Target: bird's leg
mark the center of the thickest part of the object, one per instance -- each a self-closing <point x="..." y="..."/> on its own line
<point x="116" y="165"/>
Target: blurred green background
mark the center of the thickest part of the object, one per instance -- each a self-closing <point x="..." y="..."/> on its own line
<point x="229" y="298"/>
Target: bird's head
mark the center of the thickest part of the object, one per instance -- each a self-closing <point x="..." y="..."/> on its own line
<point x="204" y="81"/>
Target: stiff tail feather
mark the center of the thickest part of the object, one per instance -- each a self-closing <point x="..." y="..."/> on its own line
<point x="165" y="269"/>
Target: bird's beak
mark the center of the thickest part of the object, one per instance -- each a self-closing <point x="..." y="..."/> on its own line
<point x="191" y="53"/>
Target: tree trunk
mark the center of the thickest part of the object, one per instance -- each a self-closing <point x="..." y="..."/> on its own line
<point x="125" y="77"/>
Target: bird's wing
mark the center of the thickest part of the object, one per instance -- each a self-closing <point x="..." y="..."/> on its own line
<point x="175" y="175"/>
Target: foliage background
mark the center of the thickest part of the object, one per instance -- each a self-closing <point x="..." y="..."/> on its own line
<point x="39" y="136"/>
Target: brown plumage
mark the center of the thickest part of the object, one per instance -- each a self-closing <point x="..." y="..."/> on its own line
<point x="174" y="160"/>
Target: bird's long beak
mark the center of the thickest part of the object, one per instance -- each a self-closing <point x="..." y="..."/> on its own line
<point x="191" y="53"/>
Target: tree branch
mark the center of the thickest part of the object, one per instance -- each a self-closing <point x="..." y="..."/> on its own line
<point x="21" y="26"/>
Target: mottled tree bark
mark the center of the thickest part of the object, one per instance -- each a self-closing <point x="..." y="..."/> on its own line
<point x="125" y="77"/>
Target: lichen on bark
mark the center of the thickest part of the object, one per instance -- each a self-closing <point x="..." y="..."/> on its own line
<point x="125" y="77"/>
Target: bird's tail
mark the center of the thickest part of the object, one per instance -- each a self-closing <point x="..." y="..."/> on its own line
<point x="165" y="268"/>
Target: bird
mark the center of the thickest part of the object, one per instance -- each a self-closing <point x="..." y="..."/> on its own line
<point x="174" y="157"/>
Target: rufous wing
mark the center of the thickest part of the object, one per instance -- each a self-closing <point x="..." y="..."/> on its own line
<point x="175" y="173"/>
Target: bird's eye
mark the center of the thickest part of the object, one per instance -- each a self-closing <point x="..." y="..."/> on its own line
+++
Rewrite all the records above, changing each occurrence of "thickest" to "widest" and leaving the rest untouched.

Target: bird's leg
mark the center of the widest part of the object, one per instance -- each a self-closing <point x="..." y="..."/> on its own line
<point x="116" y="165"/>
Target: blurred green background
mark the center of the widest part of the object, one per instance -- each a self-closing <point x="..." y="..."/> on its own line
<point x="229" y="298"/>
Target: bird's head
mark the center of the widest part of the object, one per instance -- each a self-closing <point x="..." y="..."/> on its own line
<point x="204" y="81"/>
Target: stiff tail feather
mark the center of the widest part of the object, one per instance -- each a self-closing <point x="..." y="..."/> on its own line
<point x="165" y="269"/>
Target: bird's beak
mark the center of the widest part of the object, one per instance -- each a self-closing <point x="..." y="..."/> on its own line
<point x="191" y="53"/>
Target: tree trunk
mark the center of the widest part of the object, one per instance -- each a self-closing <point x="..." y="..."/> on its own line
<point x="125" y="77"/>
Target: bird's wing
mark the center of the widest part of the object, one per instance -- each a self-closing <point x="..." y="..."/> on its own line
<point x="175" y="175"/>
Target: foliage background
mark the center of the widest part of the object, one per instance -- each a self-closing <point x="..." y="..."/> on its own line
<point x="39" y="136"/>
Target: brown plumage
mark the center of the widest part of the object, one per instance -- each a self-closing <point x="..." y="..."/> on its own line
<point x="174" y="160"/>
Target: bird's long beak
mark the center of the widest part of the object, one per instance -- each a self-closing <point x="..." y="..."/> on its own line
<point x="191" y="53"/>
Target: tree branch
mark the center of the widest part of the object, one per instance -- each a self-closing <point x="..." y="..."/> on its own line
<point x="21" y="26"/>
Target: mottled tree bark
mark the center of the widest part of the object, one per instance -- each a self-closing <point x="..." y="..."/> on its own line
<point x="125" y="77"/>
Target: lichen on bark
mark the center of the widest part of the object, one per instance -- each a self-closing <point x="..." y="..."/> on its own line
<point x="125" y="77"/>
Target: bird's tail
mark the center of the widest part of the object, one per instance -- each a self-closing <point x="..." y="..."/> on its own line
<point x="165" y="268"/>
Target: bird
mark the center of the widest part of the object, one per instance -- each a self-closing <point x="..." y="..."/> on its own line
<point x="174" y="157"/>
Target: rufous wing
mark the center of the widest part of the object, one per instance -- each a self-closing <point x="..." y="..."/> on its own line
<point x="175" y="173"/>
Target: bird's eye
mark the center of the widest part of the object, one per instance -- each a self-closing <point x="..." y="..."/> on its own line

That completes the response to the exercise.